*Document segment*.
Fear not, food is a friend not the foe that stalks flabby nightmares. The more one eats, the more one burns, says Mumbai-based celebrity nutritionist Pooja Makhija.

Makhija, a food guide to the likes of Bollywood stars like Sushmita Sen, says: “Today the perceived form of food is calories, fat, more fat and cholesterol. Food has become an enemy, it sparks fear.

“Food has lost its root purpose of serving as fuel for the body,” she says. All of us try not to give in “to the love of food”, says the nutritionist, who has counselled nearly 15,000 people in the last 10 years in India. About 98 per cent of her patients are women and are young.

“Food drives us. The purpose of writing the book is to make readers fall in love with food again. The more one eats, the more one deletes. You can eat only that much you can burn off...It is a natural mechanism,” Makhija says.

Describing the dynamics of food, Makhija says the process of burning calories was linked “to something known as the Basal Metabolic Rate or the BMR”.

“The more you eat, the more BMR fuels [burns]. The process of digestion itself is burning of calories. I have taken the mind-body approach to food in my book with help from [leading psychiatrist] Anjali Chhabria,” says Makhija.

But people are not easily convinced that eating more can actually burn more calories.

The barriers in guiltless eating are numerous, according to her. One of the toughest barriers is the sense of shame that they need to lose weight. “Many people don’t want to disclose that they are in a weight-loss programme,” she says. “I have always tried to get into the mind of a person who is trying to lose weight [so I can figure out what they are afraid of].”

One of Makhija’s most important dictums is: ‘Learn to look at food before learning to cook’. “Our attitude to food,” she says, ‘is hugely influenced by how we relate to it.”

According to Makhija, you can have three kinds of relationships with food;

1) The daily balanced diet of nutritious, healthy foods that include all the food groups.

*Extracted information*.
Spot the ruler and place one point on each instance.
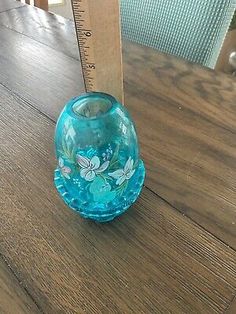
(97, 24)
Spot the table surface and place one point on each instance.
(174, 250)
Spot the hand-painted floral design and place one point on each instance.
(90, 167)
(65, 171)
(123, 174)
(101, 190)
(108, 153)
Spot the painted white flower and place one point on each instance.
(65, 171)
(123, 174)
(70, 133)
(91, 167)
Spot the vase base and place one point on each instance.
(100, 212)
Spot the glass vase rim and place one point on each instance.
(80, 98)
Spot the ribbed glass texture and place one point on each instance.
(99, 172)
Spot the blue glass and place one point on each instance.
(99, 171)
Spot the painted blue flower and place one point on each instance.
(101, 190)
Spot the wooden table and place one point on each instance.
(174, 250)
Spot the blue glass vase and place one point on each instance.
(99, 172)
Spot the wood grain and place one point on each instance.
(232, 307)
(6, 5)
(228, 47)
(151, 260)
(45, 27)
(46, 78)
(185, 116)
(13, 298)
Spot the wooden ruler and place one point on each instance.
(97, 24)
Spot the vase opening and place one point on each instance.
(92, 107)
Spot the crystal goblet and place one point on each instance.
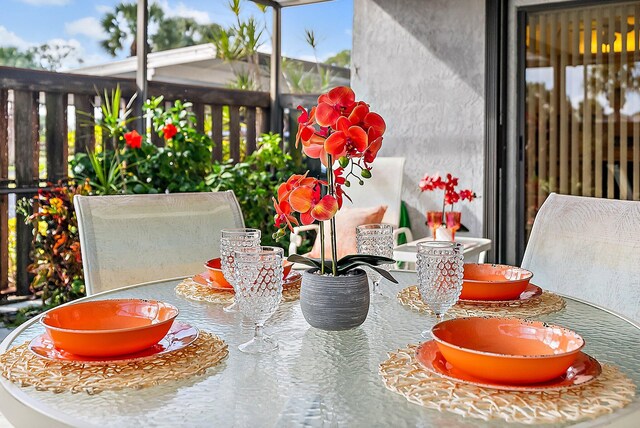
(377, 240)
(230, 241)
(258, 277)
(440, 268)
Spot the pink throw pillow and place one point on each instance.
(347, 220)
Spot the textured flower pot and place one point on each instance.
(334, 303)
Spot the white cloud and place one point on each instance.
(46, 2)
(103, 8)
(8, 38)
(181, 9)
(88, 26)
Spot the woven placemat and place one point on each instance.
(21, 366)
(546, 303)
(402, 373)
(193, 290)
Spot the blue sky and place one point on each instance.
(24, 23)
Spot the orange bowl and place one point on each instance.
(214, 267)
(493, 282)
(507, 350)
(106, 328)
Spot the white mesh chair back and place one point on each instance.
(129, 239)
(588, 248)
(383, 188)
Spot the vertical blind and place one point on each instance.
(582, 104)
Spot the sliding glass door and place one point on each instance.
(582, 104)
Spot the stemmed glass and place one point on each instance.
(230, 241)
(258, 272)
(440, 268)
(377, 240)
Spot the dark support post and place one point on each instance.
(141, 54)
(276, 57)
(495, 126)
(26, 141)
(56, 131)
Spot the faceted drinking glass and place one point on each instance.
(377, 240)
(258, 277)
(230, 241)
(440, 268)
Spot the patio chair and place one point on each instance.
(588, 248)
(129, 239)
(383, 188)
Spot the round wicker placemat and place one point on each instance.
(546, 303)
(402, 373)
(193, 290)
(21, 366)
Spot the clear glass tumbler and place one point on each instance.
(230, 241)
(440, 268)
(258, 272)
(377, 240)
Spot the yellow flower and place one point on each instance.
(42, 228)
(56, 203)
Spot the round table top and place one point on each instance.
(315, 378)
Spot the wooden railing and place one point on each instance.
(39, 141)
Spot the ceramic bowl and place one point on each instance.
(214, 268)
(493, 282)
(507, 350)
(106, 328)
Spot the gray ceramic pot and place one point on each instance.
(334, 303)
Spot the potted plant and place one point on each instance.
(346, 137)
(450, 219)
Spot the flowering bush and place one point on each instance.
(57, 261)
(450, 196)
(338, 128)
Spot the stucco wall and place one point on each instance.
(420, 63)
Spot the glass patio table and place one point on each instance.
(316, 378)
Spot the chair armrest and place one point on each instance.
(399, 230)
(295, 240)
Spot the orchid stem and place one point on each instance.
(332, 222)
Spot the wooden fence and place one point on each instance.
(39, 140)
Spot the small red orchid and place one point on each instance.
(169, 131)
(133, 139)
(449, 184)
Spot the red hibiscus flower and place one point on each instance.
(169, 131)
(337, 102)
(133, 139)
(349, 140)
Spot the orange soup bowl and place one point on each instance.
(493, 282)
(214, 267)
(106, 328)
(507, 350)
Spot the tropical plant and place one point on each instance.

*Tasks*.
**A)** Reproduce the passage of the article on nutritionist Pooja Makhija from "The barriers in" up to and including "the food groups.".
**B)** Carry the article on Pooja Makhija's view of food forward from its last sentence.

*Answer section*.
**A)**
The barriers in guiltless eating are numerous, according to her. One of the toughest barriers is the sense of shame that they need to lose weight. “Many people don’t want to disclose that they are in a weight-loss programme,” she says. “I have always tried to get into the mind of a person who is trying to lose weight [so I can figure out what they are afraid of].”

One of Makhija’s most important dictums is: ‘Learn to look at food before learning to cook’. “Our attitude to food,” she says, ‘is hugely influenced by how we relate to it.”

According to Makhija, you can have three kinds of relationships with food;

1) The daily balanced diet of nutritious, healthy foods that include all the food groups.

**B)**
2) Sweets, chocolates and sugared foods that make up a large percentage of what you eat daily.

3) Fried foods and red meat-based main meals every day.

The first type of a diet is your best friend, says Makhija. The second is the kind of friend you should meet very occasionally while the third is best avoided most of the time. “Once a person gets the relationship with food right, eating is no longer troublesome,” she says.

Makhija also denounces the “quick-fix approach” to food and losing weight. In her book, she takes pains to correct misconceptions about weight loss and crash diets by guiding readers through the semantics of food.

Her five-point mantra is: Know your food; Exert the mind on the platter; Understand your mind; Trust your body; Eat and move to lose weight.

Happily, there is also an upside to our paranoia about food, she says. “I am seeing lot of people finally becoming truly aware of food in the sense they are finally understanding their relationship with it.”

She credits the media’s unrelenting focus on health and the voluminous number of books on food, nutrition and disease managemnt for bringing awareness on healthy eating and the dangers of lifestyle diseases like heart attacks, hypertension and diabetes.

(Pooja Makhija is the author of Eat. Delete: How To Get Off the Weight Loss Cycle For Good [Harper-Collins India].